“No Man’s life liberty or property is safe while the legislature is in session”.

- attributed to NY State Judge Gideon Tucker



Friday, April 22, 2011

If Not From High Rates, Where Will Tax Revenues Come?

Following on the two editorials about which I wrote in a post earlier this week, the lead staff editorial in Monday's Wall Street Journal focused on the middle-level income brackets, which, according to its title, is Where the Tax Money Is.

Here are the key passages from that piece,

"Consider the Internal Revenue Service's income tax statistics for 2008, the latest year for which data are available. The top 1% of taxpayers—those with salaries, dividends and capital gains roughly above about $380,000—paid 38% of taxes. But assume that tax policy confiscated all the taxable income of all the "millionaires and billionaires" Mr. Obama singled out. That yields merely about $938 billion, which is sand on the beach amid the $4 trillion White House budget, a $1.65 trillion deficit, and spending at 25% as a share of the economy, a post-World War II record.



In 2005 the top 5% earned over $145,000. If you took all the income of people over $200,000, it would yield about $1.89 trillion, enough revenue to cover the 2012 bill for Medicare, Medicaid and Social Security—but not the same bill in 2016, as the costs of those entitlements are expected to grow rapidly. The rich, in short, aren't nearly rich enough to finance Mr. Obama's entitlement state ambitions—even before his health-care plan kicks in.



So who else is there to tax? Well, in 2008, there was about $5.65 trillion in total taxable income from all individual taxpayers, and most of that came from middle income earners. The nearby chart shows the distribution, and the big hump in the center is where Democrats are inevitably headed for the same reason that Willie Sutton robbed banks.


Keep in mind that the most expensive tax deductions, in terms of lost tax revenue, go mainly to the middle class. These include the deductions for state and local tax payments (especially property taxes), mortgage interest, employer-sponsored health insurance, 401(k) contributions and charitable donations. The irony is that even as Mr. Obama says he merely wants the rich to pay a little bit more, his proposals would make the tax code less progressive than it is today.

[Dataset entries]
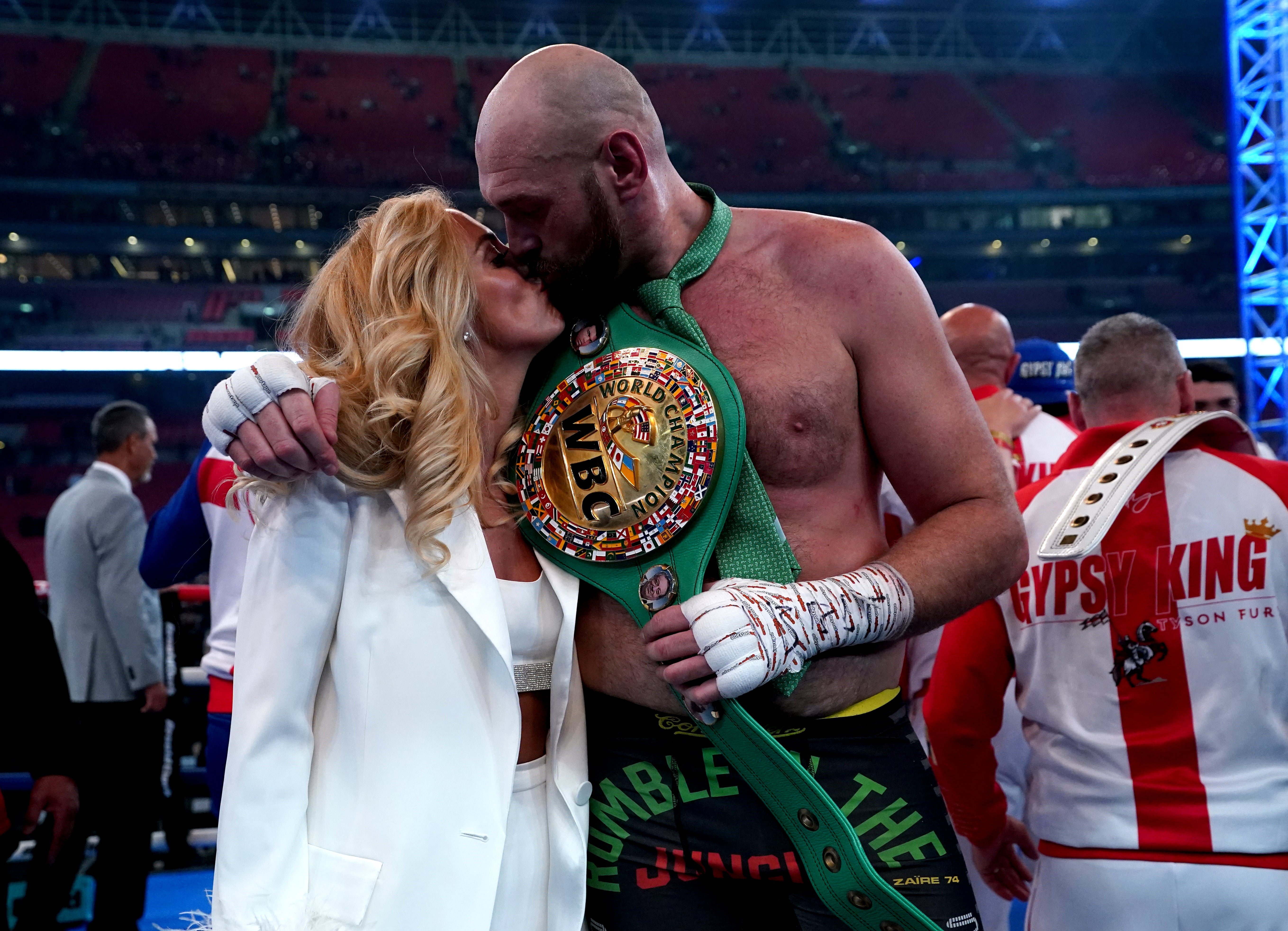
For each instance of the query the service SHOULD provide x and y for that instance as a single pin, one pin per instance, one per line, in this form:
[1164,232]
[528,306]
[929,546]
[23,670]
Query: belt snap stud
[858,899]
[831,859]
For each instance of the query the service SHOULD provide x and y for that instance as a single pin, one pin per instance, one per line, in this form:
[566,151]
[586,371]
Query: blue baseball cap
[1045,373]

To do:
Extend the post on tax revenue past its final sentence. The items have no connection to the post on tax revenue.

Solved exercise:
Mr. Obama's speech was disgraceful for its demagoguery but also because it contained nothing remotely commensurate to the scale of the problem. If the President had come out for a large tax on the middle class, like a VAT, then at least the country could have debated the choice of paying for the government we have or modernizing it a la Mr. Ryan so it is affordable.



Instead the President will continue targeting the middle class for tax increases to pay for an entitlement state on autopilot, while claiming he only wants to tax the rich."


That chart with the single column of middle-income taxable base is eye-popping, isn't it? Thus the real target, after all the demagoging of the so-called rich. When you begin to consider the taxes Wonderboy has endorsed or promised- energy taxes, capital gains in Obamacare- you get a picture of federal taxation moving from income to expenditures, thus hitting the lower income groups harder. But they won't notice it quite so explicitly as having to file a 1040 with a higher rate.

This entire topic also begs an important and overriding question: why do we tax ourselves?

Is it, per Wonderboy's recent comments in town hall meetings, to 'pay our fair share?' Or is it to raise sufficient revenues to operate our government at the lowest rates consistent with that objective?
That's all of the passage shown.